▼

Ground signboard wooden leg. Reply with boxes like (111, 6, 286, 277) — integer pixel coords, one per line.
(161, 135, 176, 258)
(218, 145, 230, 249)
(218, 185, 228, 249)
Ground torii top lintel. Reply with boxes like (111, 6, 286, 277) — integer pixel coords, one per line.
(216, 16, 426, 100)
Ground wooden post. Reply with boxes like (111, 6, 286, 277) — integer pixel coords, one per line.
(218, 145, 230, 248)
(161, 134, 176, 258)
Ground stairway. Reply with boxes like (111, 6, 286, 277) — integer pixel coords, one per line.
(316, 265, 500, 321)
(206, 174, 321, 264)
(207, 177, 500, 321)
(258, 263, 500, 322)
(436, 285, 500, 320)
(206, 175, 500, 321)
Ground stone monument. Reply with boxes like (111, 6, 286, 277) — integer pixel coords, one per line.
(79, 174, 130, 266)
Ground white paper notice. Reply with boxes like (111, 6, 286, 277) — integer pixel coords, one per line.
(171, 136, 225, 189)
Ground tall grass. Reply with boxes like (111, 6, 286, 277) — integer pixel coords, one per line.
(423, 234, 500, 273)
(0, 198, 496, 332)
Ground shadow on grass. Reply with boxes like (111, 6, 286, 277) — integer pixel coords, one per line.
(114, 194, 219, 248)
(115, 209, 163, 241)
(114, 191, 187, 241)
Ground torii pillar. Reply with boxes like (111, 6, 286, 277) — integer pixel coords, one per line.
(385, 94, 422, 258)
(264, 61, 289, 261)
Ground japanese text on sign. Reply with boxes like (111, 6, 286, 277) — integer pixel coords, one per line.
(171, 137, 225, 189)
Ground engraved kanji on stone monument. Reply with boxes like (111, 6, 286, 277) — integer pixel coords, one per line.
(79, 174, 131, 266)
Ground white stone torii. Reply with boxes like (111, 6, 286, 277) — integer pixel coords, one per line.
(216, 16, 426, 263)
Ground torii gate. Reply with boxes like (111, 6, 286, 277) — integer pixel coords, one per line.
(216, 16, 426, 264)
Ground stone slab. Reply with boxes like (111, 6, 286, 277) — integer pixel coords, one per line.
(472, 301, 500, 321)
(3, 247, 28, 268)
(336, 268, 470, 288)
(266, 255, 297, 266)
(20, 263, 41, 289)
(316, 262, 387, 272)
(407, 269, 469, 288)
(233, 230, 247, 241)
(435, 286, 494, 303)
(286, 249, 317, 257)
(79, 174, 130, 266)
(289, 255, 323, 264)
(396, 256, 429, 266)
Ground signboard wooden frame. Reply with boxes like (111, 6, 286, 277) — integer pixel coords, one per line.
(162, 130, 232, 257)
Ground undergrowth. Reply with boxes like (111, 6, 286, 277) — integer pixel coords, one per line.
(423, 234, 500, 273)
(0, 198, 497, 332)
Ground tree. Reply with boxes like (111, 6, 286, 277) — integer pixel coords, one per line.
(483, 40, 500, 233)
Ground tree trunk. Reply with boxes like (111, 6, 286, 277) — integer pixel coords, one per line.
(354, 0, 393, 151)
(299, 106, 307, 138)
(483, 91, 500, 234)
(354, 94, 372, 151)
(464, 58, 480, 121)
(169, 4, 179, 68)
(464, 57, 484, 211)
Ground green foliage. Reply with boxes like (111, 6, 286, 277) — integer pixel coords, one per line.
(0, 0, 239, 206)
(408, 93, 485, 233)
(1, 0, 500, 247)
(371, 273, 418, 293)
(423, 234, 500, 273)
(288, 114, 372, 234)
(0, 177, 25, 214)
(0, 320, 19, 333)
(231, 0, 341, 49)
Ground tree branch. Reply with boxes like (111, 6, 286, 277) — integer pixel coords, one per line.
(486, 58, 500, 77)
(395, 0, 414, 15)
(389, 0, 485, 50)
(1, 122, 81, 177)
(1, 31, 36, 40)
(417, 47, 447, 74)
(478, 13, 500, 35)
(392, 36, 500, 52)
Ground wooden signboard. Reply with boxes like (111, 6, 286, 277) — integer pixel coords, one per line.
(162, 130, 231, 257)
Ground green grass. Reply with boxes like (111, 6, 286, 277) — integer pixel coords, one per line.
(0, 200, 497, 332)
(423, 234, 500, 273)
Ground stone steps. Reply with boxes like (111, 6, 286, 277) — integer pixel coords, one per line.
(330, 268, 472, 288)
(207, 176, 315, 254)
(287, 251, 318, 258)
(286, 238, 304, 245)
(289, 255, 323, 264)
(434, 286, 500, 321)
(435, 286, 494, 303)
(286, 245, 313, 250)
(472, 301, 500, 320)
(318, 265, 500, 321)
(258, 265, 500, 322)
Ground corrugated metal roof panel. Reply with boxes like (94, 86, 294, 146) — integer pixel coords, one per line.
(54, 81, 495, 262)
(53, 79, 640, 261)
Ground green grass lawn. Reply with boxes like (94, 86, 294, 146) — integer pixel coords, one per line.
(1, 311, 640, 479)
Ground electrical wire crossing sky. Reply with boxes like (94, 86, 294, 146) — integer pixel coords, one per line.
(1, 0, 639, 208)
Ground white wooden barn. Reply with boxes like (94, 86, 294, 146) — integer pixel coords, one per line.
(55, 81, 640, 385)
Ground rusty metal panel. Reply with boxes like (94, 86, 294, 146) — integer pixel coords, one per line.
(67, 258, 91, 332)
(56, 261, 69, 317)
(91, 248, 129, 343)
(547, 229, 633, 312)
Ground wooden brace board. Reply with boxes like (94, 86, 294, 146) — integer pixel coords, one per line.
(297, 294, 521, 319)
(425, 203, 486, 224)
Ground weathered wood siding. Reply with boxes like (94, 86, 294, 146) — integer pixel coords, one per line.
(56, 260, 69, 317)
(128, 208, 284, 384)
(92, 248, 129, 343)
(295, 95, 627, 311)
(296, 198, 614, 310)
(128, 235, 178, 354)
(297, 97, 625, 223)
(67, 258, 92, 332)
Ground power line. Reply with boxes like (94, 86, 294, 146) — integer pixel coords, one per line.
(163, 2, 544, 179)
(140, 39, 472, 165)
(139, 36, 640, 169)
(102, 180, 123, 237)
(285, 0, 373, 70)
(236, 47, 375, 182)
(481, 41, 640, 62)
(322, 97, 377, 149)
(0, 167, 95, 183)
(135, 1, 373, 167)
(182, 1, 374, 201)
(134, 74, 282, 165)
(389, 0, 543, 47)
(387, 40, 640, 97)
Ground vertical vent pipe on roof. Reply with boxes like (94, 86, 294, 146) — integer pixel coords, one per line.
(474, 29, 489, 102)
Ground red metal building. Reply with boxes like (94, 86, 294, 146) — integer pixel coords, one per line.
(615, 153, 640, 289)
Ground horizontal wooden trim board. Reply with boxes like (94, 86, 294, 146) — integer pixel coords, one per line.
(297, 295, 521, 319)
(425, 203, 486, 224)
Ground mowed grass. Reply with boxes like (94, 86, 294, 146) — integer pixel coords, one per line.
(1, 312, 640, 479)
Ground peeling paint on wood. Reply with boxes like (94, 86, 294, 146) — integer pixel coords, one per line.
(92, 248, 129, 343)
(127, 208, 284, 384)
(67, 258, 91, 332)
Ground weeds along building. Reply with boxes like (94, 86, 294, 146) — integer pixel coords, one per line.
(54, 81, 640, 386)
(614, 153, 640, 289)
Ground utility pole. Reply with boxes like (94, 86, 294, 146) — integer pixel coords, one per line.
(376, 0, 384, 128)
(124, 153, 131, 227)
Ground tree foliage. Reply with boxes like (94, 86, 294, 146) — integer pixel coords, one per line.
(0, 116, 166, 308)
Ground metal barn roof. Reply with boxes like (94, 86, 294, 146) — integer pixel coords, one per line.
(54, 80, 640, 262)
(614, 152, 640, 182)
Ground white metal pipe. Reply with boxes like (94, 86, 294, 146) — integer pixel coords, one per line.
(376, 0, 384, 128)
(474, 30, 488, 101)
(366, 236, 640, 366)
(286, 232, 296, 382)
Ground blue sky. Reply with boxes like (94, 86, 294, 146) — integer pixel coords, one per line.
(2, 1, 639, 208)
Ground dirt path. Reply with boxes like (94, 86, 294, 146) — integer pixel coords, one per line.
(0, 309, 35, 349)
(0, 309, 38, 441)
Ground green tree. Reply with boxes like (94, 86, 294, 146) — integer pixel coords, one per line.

▲

Exercise description:
The response should hold only an exact repeat of the lines from the one with "Ground blue sky." to the final line of the listing above.

Output:
Ground blue sky. Reply with boxes like (94, 86, 294, 146) — integer pixel coords, one per line.
(2, 1, 639, 208)
Ground dirt path. Reply with boxes like (94, 86, 294, 146) — integer pixel coords, one per line.
(0, 309, 35, 349)
(0, 309, 38, 441)
Ground green tree. Reply with boxes like (94, 86, 294, 146) — integer pixel coords, one per line.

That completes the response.